= PROBLEM =
Output, exactly and in full, the entries that appear below.

======== DATA FOR REVIEW

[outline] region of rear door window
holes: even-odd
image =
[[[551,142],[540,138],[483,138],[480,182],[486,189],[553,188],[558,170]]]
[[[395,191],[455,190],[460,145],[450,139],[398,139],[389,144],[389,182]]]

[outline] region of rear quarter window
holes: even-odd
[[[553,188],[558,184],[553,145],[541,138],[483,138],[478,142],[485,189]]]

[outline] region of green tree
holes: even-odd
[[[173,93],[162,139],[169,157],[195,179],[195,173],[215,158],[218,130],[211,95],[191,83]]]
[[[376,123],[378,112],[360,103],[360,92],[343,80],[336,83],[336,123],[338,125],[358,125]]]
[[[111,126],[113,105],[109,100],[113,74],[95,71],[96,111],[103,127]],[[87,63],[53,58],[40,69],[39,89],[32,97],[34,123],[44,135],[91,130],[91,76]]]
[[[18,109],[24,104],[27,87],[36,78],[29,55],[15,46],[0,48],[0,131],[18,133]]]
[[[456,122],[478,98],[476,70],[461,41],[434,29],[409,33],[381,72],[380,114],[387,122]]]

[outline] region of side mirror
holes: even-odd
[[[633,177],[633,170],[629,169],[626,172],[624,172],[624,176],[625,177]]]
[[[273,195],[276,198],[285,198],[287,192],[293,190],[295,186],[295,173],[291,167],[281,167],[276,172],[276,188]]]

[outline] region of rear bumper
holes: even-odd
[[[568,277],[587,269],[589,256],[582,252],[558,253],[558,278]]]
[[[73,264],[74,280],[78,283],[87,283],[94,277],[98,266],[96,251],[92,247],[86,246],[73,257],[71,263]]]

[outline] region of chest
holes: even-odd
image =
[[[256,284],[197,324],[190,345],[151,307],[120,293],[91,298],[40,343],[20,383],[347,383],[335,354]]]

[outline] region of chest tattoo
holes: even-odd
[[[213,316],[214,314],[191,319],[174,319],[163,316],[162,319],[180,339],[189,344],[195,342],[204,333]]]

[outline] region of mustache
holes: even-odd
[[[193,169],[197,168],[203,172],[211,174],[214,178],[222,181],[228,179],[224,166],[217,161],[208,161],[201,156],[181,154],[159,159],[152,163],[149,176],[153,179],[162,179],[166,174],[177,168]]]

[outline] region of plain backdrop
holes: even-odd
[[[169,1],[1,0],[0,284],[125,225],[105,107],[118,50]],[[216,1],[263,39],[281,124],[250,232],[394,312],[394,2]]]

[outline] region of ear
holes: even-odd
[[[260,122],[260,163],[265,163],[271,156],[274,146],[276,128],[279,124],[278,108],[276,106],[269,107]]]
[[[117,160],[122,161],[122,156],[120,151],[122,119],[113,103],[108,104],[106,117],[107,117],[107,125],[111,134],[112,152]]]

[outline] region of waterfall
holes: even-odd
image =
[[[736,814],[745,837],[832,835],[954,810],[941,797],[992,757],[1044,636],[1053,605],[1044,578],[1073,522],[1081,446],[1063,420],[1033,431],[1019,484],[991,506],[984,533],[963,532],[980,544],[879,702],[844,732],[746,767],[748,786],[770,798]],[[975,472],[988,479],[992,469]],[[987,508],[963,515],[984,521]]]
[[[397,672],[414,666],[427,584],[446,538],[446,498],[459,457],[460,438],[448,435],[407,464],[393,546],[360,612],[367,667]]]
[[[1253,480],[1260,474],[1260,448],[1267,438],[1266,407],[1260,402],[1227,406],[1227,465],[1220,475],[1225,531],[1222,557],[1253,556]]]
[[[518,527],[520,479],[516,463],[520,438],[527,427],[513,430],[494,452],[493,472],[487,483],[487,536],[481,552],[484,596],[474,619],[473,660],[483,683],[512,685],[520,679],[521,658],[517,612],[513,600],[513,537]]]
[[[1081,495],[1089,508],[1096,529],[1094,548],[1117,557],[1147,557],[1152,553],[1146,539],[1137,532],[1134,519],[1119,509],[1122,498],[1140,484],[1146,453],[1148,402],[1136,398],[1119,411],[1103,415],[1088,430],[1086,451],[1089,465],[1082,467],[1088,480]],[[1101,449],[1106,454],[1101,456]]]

================

= EXERCISE RESPONSE =
[outline] region of rear door window
holes: even-odd
image =
[[[551,142],[540,138],[483,138],[480,182],[486,189],[553,188],[558,170]]]
[[[395,191],[455,190],[460,145],[450,139],[398,139],[389,144],[389,182]]]

[outline] region of rear quarter window
holes: even-odd
[[[553,188],[558,184],[553,145],[541,138],[483,138],[478,142],[485,189]]]

[outline] region of green tree
holes: even-odd
[[[173,93],[162,139],[169,157],[195,179],[195,173],[215,158],[218,130],[211,95],[191,83]]]
[[[376,123],[378,112],[360,103],[360,92],[343,80],[336,83],[336,123],[338,125],[358,125]]]
[[[111,126],[113,105],[109,100],[113,74],[95,71],[96,111],[103,127]],[[87,63],[53,58],[40,69],[39,89],[32,97],[34,123],[44,135],[91,130],[91,76]]]
[[[18,109],[24,104],[27,87],[36,78],[29,55],[15,46],[0,48],[0,131],[18,133]]]
[[[456,122],[478,98],[476,70],[461,41],[434,29],[409,33],[381,72],[380,114],[387,122]]]

[outline] region of side mirror
holes: even-odd
[[[633,177],[633,170],[629,169],[626,172],[624,172],[624,176],[625,177]]]
[[[273,195],[276,198],[285,198],[287,192],[293,190],[295,186],[295,173],[291,167],[281,167],[276,172],[276,188]]]

[outline] region of rear bumper
holes: even-odd
[[[568,277],[587,269],[589,256],[582,252],[558,253],[558,278]]]
[[[73,264],[74,280],[78,283],[87,283],[94,277],[98,266],[96,251],[92,247],[86,246],[73,257],[71,263]]]

[outline] region of chest
holes: even-odd
image =
[[[256,284],[197,324],[190,345],[151,307],[120,293],[91,298],[40,343],[20,383],[347,383],[335,354]]]

[outline] region of chest tattoo
holes: even-odd
[[[213,316],[214,314],[191,319],[174,319],[163,316],[162,319],[180,339],[189,344],[195,342],[204,333]]]

[outline] region of mustache
holes: even-odd
[[[193,169],[197,168],[203,172],[211,174],[214,178],[222,181],[228,179],[224,166],[217,161],[208,161],[201,156],[181,154],[159,159],[152,163],[149,176],[153,179],[162,179],[166,174],[177,168]]]

[outline] region of plain backdrop
holes: even-odd
[[[169,1],[1,0],[0,284],[125,225],[105,107],[118,50]],[[216,1],[263,39],[281,124],[250,232],[394,312],[394,2]]]

[outline] region of ear
holes: even-odd
[[[260,122],[260,163],[265,163],[271,156],[274,146],[276,128],[279,124],[278,108],[276,106],[269,107]]]
[[[117,160],[122,161],[122,156],[120,151],[122,119],[113,103],[108,104],[106,117],[107,117],[107,125],[111,134],[112,152]]]

[outline] region of waterfall
holes: even-odd
image =
[[[736,814],[745,837],[832,835],[954,810],[941,797],[992,757],[1044,636],[1053,605],[1044,578],[1073,522],[1081,446],[1063,420],[1033,431],[1019,484],[991,506],[984,533],[963,532],[980,544],[879,702],[844,732],[746,767],[748,786],[770,798]],[[975,472],[988,479],[992,469]],[[987,508],[963,515],[984,521]]]
[[[397,672],[414,666],[427,584],[446,538],[446,498],[459,457],[460,438],[448,435],[407,464],[393,546],[360,612],[367,667]]]
[[[1253,480],[1260,474],[1260,448],[1267,438],[1266,407],[1260,402],[1227,406],[1227,465],[1220,475],[1225,531],[1222,557],[1253,556]]]
[[[518,527],[520,479],[516,463],[520,438],[527,427],[513,430],[494,452],[493,472],[487,483],[487,536],[481,552],[484,596],[474,619],[473,660],[483,683],[512,685],[520,679],[521,658],[517,612],[513,600],[513,537]]]
[[[1081,495],[1089,508],[1096,529],[1094,548],[1117,557],[1147,557],[1152,553],[1146,539],[1137,532],[1134,519],[1119,509],[1122,498],[1140,484],[1146,453],[1148,402],[1136,398],[1119,411],[1103,415],[1088,430],[1086,451],[1089,465],[1082,467],[1088,480]],[[1101,449],[1106,454],[1101,456]]]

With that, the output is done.